- _Task to carry out_
Copy out, unchanged, the stretch of the material below from the line containing "Look at the photo above. Which pixel sits on the paved" through the line containing "pixel 19 211", both lines included. Give those lines and nothing else.

___ Exercise data

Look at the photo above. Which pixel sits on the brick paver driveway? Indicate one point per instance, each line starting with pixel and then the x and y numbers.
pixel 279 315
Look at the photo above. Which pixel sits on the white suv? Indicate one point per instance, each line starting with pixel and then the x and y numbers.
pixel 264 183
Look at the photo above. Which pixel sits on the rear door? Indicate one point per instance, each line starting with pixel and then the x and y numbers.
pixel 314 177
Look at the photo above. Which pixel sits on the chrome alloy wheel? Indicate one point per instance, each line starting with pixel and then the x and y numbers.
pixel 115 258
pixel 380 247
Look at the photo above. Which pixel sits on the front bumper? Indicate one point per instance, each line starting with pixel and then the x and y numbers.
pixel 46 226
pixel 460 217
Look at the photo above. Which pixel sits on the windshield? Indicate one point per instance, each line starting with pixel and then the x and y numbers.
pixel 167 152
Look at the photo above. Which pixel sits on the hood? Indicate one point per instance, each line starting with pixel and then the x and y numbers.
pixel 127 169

______
___ Exercise data

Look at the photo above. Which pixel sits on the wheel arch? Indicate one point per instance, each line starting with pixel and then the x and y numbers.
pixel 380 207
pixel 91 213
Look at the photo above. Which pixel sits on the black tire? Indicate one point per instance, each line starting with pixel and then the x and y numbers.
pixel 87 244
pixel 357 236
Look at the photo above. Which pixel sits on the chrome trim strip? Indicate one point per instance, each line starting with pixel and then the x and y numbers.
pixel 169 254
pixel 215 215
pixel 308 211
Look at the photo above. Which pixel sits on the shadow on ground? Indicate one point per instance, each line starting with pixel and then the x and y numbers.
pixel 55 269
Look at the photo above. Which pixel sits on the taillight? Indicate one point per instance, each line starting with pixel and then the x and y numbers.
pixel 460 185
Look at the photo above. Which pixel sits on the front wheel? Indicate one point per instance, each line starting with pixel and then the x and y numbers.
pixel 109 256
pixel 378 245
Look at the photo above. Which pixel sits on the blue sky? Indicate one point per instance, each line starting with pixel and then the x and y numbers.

______
___ Exercise data

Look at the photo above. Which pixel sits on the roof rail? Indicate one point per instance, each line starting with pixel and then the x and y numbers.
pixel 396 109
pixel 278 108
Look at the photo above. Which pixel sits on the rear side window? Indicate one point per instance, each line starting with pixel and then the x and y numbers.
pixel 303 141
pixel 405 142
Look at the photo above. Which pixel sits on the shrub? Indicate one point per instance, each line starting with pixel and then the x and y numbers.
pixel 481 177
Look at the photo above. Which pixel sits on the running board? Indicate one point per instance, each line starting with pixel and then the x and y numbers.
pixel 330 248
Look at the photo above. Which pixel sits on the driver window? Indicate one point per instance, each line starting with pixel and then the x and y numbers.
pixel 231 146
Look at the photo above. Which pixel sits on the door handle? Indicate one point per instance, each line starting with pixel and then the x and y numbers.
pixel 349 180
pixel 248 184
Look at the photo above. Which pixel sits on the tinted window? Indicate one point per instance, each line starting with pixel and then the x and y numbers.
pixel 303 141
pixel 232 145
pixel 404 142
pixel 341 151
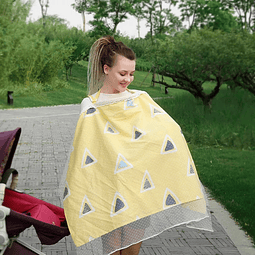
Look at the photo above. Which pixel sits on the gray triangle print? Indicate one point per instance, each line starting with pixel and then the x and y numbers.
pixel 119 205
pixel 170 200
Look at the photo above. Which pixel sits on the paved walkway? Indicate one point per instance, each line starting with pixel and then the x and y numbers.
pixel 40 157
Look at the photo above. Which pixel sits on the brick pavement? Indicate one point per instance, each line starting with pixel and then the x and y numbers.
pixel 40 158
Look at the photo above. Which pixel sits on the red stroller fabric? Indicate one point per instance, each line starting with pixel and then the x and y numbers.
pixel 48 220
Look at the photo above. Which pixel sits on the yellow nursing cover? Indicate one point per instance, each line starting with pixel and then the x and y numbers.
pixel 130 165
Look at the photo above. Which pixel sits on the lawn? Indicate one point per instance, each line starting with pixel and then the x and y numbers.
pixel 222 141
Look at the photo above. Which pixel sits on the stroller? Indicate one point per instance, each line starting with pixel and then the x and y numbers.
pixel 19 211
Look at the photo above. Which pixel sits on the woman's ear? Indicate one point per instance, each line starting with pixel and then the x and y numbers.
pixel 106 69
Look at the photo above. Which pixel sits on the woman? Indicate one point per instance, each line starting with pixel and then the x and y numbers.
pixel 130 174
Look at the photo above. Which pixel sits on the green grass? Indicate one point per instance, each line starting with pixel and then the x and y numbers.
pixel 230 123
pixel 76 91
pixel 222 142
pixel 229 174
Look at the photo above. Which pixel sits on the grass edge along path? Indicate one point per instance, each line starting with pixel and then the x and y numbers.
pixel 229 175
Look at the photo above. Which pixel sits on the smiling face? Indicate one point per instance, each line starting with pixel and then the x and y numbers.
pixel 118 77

______

- _Task response_
Look at the photo above. Which pixel sits on the paved walkway? Indicate one point per instance, each line starting with pixel and then the x and y numbers.
pixel 40 157
Look at the photo above. Which pixel sits on the brick pavement? Indicate one point per instance, each line starting with pixel and then the x and y numbers.
pixel 40 158
Look at the photo above. Which pixel sits on the red stroller fabric? Indicate one point per instance, each line starting with pixel and then the x and y numbers.
pixel 48 220
Look at the photo above. Which pixel sits on the yellow nursing cover? Indicate one point per instance, each line starting with pixel and then the x and y numbers.
pixel 130 165
Look at the photo above. Which pixel sits on the lawn? Indicate one point per instance, each line starting with pixel and then the x and y numbers.
pixel 222 141
Look at the photo above. Which pixel sits on the stroller? Indicate one point per instance, each line starting with pixel and then the x and y numbers.
pixel 19 211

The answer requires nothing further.